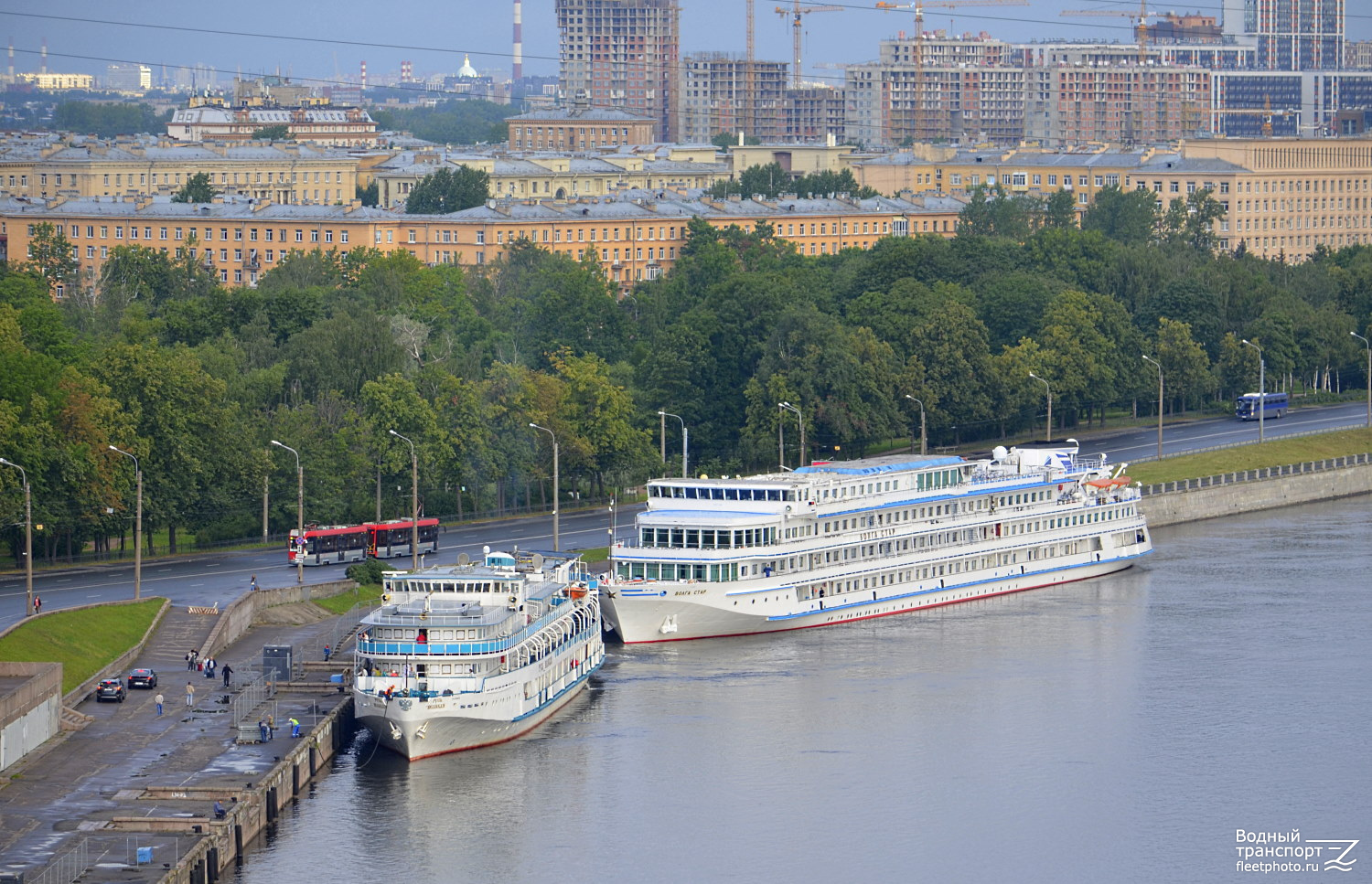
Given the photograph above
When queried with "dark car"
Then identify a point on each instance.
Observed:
(143, 678)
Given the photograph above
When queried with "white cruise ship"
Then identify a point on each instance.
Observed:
(468, 655)
(839, 541)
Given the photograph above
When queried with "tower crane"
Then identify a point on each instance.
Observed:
(921, 129)
(795, 24)
(1138, 18)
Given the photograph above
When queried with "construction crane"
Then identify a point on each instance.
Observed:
(921, 129)
(795, 24)
(1139, 18)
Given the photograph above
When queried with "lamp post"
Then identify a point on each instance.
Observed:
(1146, 358)
(924, 438)
(414, 503)
(1262, 387)
(669, 414)
(1368, 346)
(299, 513)
(27, 533)
(801, 419)
(1047, 435)
(137, 525)
(557, 500)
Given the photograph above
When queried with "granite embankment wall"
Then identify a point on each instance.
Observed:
(1246, 491)
(255, 809)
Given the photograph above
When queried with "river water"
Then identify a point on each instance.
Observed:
(1117, 730)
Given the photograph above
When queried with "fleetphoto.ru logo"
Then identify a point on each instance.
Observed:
(1284, 851)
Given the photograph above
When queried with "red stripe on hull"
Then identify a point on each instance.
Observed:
(906, 610)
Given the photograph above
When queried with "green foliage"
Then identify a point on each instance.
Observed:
(106, 120)
(449, 191)
(84, 640)
(450, 122)
(198, 189)
(1122, 216)
(277, 132)
(367, 573)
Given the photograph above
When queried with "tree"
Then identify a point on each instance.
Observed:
(449, 191)
(52, 257)
(279, 132)
(1122, 216)
(1059, 210)
(198, 189)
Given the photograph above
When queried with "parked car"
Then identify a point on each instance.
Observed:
(143, 678)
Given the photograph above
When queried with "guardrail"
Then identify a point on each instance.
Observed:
(1259, 474)
(1243, 444)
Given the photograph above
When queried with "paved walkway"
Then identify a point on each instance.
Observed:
(77, 777)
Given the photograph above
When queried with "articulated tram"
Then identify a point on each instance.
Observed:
(329, 544)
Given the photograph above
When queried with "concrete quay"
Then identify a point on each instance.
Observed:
(131, 796)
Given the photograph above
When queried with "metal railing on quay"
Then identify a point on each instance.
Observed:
(1257, 474)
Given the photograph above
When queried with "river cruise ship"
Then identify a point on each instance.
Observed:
(839, 541)
(474, 654)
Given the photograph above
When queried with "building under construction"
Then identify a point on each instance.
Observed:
(623, 54)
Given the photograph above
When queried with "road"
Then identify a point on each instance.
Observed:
(208, 579)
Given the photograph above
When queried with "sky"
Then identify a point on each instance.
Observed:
(327, 41)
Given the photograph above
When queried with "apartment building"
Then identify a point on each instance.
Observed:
(633, 235)
(145, 167)
(557, 176)
(340, 126)
(623, 54)
(578, 126)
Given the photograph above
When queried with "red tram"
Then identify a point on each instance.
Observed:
(331, 544)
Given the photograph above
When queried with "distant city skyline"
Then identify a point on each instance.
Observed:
(82, 36)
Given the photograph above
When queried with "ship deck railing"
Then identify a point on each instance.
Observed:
(498, 644)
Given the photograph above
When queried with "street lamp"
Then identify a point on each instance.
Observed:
(557, 502)
(924, 438)
(137, 525)
(1262, 387)
(1047, 435)
(299, 513)
(27, 533)
(801, 419)
(414, 503)
(1369, 372)
(669, 414)
(1146, 358)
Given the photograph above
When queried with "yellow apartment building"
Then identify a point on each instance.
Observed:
(634, 235)
(556, 176)
(81, 169)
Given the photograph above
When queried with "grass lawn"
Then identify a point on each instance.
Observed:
(343, 603)
(1276, 453)
(84, 642)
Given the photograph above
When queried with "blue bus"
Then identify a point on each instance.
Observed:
(1249, 406)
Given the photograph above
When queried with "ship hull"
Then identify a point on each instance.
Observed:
(677, 612)
(442, 725)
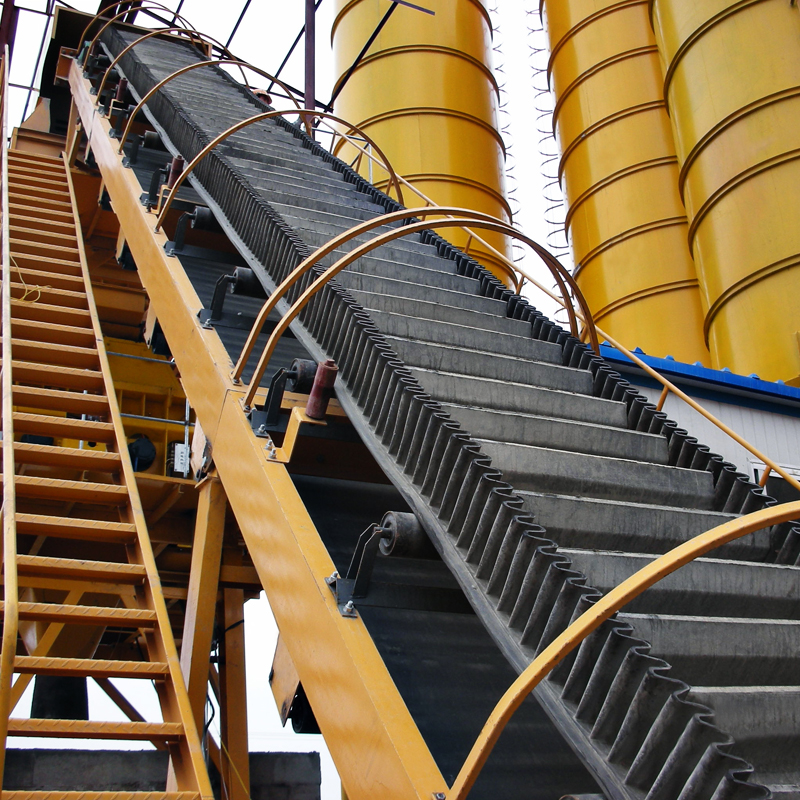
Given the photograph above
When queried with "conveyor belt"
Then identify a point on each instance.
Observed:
(559, 449)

★ ★ ★ ★

▸ **AIM OF THE EXERCISE**:
Output all of the data exactly as it stands, minus any images.

▸ **RESPONSE TO THIS TASK**:
Given the photograph above
When queried with "dark car"
Then identify a point on each instance.
Observed:
(143, 678)
Given the photograph above
When queried with "white cruise ship"
Then identify a point on each instance.
Observed:
(468, 655)
(839, 541)
Given the photograph above
When queried with "tower crane"
Then identify a point on each instance.
Observed:
(921, 129)
(795, 24)
(1138, 18)
Given the photograph above
When queried with "construction crane"
Then identify a point on each instance.
Observed:
(921, 129)
(795, 24)
(1139, 18)
Given the photograph above
When queried with "lamp post"
Then identify a point on each instance.
Observed:
(1146, 358)
(924, 438)
(414, 503)
(1262, 387)
(669, 414)
(1368, 346)
(299, 513)
(27, 533)
(801, 419)
(1047, 435)
(137, 525)
(557, 500)
Given the photograph above
When queried with "granite embankment wall"
Then identify a point on each instance.
Observed:
(1246, 491)
(255, 809)
Given the photograph above
When queried with "river water"
Then identify a point on each instance.
Observed:
(1117, 730)
Given the photograph above
When queried with "fleetphoto.ru logo"
Then identify a point on each instance.
Observed:
(1284, 851)
Given the photograph above
When queried with "red stripe on hull"
Then identify a point on each instance.
Observed:
(906, 610)
Given the photograph above
When queried with "green foliage"
Then identify a point on each instance.
Observed:
(106, 120)
(449, 191)
(84, 640)
(450, 122)
(198, 189)
(1122, 216)
(277, 132)
(367, 573)
Given the photograph above
When queried with "tree"
Then identify a point on each instance.
Observed:
(449, 191)
(52, 257)
(279, 132)
(1122, 216)
(1059, 210)
(198, 189)
Given the photograph above
When queried with "parked car"
Then identify a point on each instance.
Observed:
(143, 678)
Given the photograph above
When queried with "guardrail"
Then identify a point on each instance.
Observed:
(1259, 474)
(1243, 444)
Given the photograph above
When queried with "paved walkway"
Then identify a point on each instance.
Observed:
(77, 777)
Given the photograph above
When queried with "articulated tram"
Then identify a point on each instance.
Observed:
(329, 544)
Given the photograph above
When queried with "concrete quay"
Then identify a point on each instance.
Observed:
(131, 796)
Given the photograph above
When queried with "metal railing on quay"
Then identify a point on each instance.
Observed:
(1257, 474)
Given the photograph above
When queried with "river cruise ship"
Then identify a point on each instance.
Observed:
(839, 541)
(474, 654)
Given the photograph above
When queried with "building under construction"
Then identify a point on each instance.
Observed:
(623, 54)
Given the photograph above
When queried with "road"
Then identify a point on each instance.
Observed:
(208, 579)
Given the photograph above
When queried with "sky"
Then identify a point on each instance.
Observed:
(327, 41)
Given the photograph above
When queried with "apartment building"
Then identify a point on each instance.
Observed:
(633, 235)
(145, 167)
(557, 176)
(340, 126)
(623, 54)
(578, 126)
Given the photograph above
When queried with "red tram"
Then identify a point on each instance.
Observed:
(331, 544)
Given the photograph above
When queried with "distant city skyline"
Then identify a point on each instance.
Observed:
(82, 36)
Given the photograph above
When queried with "ship deck railing"
Then identify a point on each instance.
Observed:
(498, 644)
Given the photograph above
When queried with "street lamp"
Then identify a point on each instance.
Observed:
(557, 502)
(924, 438)
(137, 525)
(1262, 387)
(1047, 435)
(299, 513)
(27, 533)
(801, 419)
(414, 503)
(1369, 372)
(669, 414)
(1146, 358)
Given the photograph above
When queried with "yellow apartment building"
Then identify a point on each instance.
Observed:
(634, 235)
(556, 176)
(81, 169)
Given the photograph above
When queried with "grass lawn"
Then identify a point on each instance.
Observed:
(343, 603)
(1276, 453)
(84, 642)
Given the photograph above
When queried with "blue bus"
Then identify a point on each instance.
Observed:
(1249, 406)
Given the photograph above
When queried with "ship hull"
Then identify a point on each instance.
Observed:
(677, 612)
(442, 725)
Given the photograph above
When queried with "conveyor belt"
Then identify a point on each instance.
Observed:
(559, 449)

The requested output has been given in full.